**Task directions**
Search the data below for "angular"; list each line that holds it.

**Information**
━━━━━━━━━━
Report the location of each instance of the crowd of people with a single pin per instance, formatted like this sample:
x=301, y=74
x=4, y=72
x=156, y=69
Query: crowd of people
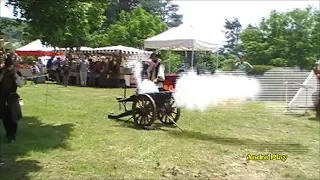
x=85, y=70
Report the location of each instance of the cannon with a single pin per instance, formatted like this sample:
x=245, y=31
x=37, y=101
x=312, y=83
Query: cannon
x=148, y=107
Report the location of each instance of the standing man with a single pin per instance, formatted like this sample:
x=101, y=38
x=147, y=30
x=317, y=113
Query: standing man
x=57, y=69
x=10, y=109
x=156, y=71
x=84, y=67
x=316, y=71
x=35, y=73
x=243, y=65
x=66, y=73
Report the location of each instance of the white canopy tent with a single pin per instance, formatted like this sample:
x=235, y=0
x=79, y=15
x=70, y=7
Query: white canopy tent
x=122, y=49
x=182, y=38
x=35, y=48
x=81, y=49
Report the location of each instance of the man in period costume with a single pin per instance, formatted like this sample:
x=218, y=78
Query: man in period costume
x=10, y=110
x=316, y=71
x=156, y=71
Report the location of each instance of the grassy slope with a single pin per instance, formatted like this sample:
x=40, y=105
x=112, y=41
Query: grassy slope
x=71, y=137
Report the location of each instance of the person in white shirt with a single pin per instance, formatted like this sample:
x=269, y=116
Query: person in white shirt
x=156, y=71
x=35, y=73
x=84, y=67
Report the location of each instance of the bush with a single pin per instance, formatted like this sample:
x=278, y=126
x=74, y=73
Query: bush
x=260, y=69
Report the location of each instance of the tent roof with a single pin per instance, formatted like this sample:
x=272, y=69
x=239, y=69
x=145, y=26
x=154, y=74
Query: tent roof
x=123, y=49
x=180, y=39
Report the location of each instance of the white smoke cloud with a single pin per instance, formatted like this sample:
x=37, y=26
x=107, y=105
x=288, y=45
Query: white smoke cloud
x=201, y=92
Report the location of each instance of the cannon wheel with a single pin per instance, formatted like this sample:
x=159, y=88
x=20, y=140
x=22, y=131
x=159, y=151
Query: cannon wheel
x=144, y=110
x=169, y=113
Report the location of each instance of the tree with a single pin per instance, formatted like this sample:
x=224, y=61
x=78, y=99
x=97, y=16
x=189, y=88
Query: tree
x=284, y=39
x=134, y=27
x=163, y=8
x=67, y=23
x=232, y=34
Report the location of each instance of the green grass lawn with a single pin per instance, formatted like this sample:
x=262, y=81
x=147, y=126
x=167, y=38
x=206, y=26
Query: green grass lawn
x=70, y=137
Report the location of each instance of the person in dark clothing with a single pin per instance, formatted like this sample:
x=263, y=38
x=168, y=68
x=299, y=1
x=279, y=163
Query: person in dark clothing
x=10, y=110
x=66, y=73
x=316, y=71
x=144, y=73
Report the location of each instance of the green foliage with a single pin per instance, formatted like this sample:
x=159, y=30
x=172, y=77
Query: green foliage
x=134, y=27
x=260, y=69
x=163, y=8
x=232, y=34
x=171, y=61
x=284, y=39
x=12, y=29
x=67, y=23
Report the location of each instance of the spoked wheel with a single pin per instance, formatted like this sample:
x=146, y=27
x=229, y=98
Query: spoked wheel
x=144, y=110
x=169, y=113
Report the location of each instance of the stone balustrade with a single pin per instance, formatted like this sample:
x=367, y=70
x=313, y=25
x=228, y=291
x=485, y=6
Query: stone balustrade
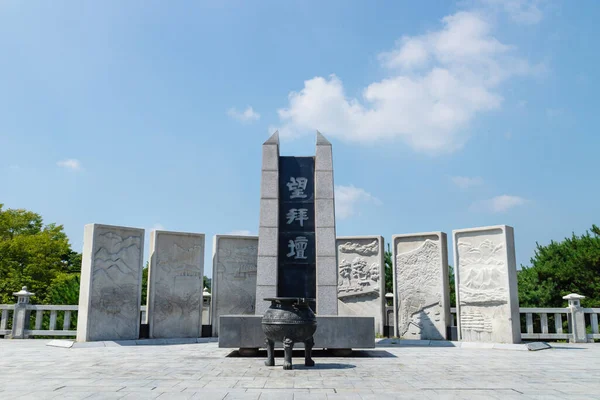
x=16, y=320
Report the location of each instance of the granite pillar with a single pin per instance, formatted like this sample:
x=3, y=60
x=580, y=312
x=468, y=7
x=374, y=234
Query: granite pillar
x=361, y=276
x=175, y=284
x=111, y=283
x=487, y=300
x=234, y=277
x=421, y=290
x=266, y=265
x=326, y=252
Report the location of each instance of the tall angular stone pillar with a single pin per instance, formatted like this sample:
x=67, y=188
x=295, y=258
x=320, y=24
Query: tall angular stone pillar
━━━━━━━━━━
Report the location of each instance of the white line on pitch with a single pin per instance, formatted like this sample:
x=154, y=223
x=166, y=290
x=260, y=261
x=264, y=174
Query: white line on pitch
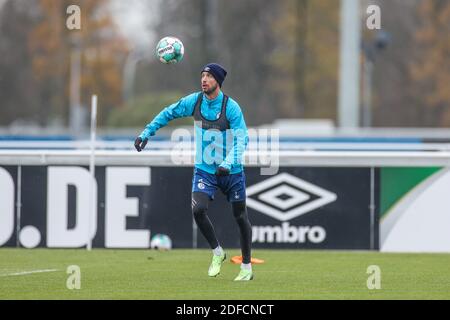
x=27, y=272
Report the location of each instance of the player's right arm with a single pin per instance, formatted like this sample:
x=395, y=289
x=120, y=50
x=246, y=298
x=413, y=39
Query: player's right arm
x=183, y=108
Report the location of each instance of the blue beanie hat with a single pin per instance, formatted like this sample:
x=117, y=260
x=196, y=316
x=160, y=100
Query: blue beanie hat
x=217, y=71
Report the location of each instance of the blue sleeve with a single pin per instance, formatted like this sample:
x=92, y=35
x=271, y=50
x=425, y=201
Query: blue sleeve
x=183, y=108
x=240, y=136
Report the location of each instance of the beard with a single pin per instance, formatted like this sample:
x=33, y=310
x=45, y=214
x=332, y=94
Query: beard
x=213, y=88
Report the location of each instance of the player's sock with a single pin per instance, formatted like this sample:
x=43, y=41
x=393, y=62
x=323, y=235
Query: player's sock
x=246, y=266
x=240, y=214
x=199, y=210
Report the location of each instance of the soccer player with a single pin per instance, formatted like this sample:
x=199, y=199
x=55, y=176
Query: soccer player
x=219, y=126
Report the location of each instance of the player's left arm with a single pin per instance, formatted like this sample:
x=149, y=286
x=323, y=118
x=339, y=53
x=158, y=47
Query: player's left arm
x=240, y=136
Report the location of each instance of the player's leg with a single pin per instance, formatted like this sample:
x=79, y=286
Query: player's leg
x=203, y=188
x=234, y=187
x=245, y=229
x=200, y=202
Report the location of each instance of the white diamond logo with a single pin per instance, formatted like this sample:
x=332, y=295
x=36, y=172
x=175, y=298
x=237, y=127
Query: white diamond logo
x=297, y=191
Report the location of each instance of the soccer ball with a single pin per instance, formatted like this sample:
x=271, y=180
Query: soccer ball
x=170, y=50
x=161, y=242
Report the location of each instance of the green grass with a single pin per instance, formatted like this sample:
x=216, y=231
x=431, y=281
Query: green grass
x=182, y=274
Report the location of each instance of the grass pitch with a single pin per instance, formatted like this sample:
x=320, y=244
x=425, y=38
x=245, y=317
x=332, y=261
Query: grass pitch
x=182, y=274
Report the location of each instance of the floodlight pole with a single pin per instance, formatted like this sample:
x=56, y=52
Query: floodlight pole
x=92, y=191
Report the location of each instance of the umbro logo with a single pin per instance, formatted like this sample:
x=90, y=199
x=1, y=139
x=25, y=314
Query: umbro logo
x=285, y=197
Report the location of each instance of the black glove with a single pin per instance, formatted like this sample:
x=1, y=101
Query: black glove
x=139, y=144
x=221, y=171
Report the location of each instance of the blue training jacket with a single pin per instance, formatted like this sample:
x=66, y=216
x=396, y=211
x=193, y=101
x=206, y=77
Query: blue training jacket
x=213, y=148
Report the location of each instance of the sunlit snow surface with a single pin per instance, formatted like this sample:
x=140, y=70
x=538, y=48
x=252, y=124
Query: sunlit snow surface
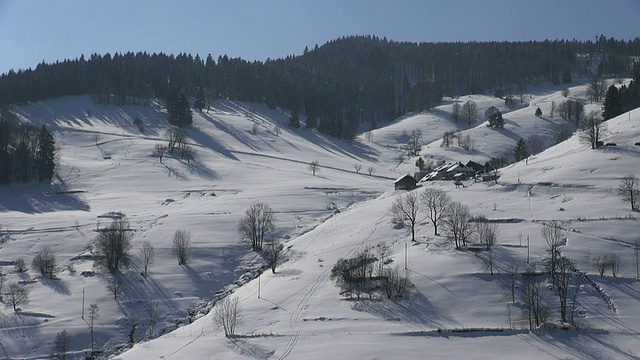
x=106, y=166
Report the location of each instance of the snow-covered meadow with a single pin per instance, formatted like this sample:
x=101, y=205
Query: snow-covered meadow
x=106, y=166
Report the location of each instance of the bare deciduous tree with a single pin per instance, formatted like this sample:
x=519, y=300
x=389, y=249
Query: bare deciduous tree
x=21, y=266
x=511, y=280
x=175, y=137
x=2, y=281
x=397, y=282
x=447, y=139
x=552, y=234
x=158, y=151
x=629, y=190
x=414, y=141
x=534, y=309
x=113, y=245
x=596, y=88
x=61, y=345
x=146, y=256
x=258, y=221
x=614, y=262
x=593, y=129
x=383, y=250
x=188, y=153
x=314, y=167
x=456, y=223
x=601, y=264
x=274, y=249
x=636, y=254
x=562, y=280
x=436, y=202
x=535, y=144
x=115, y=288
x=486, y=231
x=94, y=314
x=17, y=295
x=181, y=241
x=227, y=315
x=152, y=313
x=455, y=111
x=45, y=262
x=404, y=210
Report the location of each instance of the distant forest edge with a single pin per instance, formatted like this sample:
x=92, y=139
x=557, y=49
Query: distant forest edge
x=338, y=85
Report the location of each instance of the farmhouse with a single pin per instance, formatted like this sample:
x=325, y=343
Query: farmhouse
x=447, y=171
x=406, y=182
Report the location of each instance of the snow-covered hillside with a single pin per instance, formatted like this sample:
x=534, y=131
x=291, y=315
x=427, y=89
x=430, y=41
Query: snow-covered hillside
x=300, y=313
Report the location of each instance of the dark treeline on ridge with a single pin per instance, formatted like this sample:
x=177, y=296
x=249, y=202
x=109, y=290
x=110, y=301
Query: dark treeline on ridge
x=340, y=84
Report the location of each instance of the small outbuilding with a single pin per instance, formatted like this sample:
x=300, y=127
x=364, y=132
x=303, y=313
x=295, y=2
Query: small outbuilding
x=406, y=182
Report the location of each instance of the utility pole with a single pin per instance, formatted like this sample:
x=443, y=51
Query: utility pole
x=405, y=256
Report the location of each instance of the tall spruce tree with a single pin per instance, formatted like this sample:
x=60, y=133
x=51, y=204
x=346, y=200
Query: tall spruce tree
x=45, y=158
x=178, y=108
━━━━━━━━━━
**Exercise response**
Report the location of each instance of the tall angular stone pillar with a single pin per instance, formatted like this sample:
Query: tall angular stone pillar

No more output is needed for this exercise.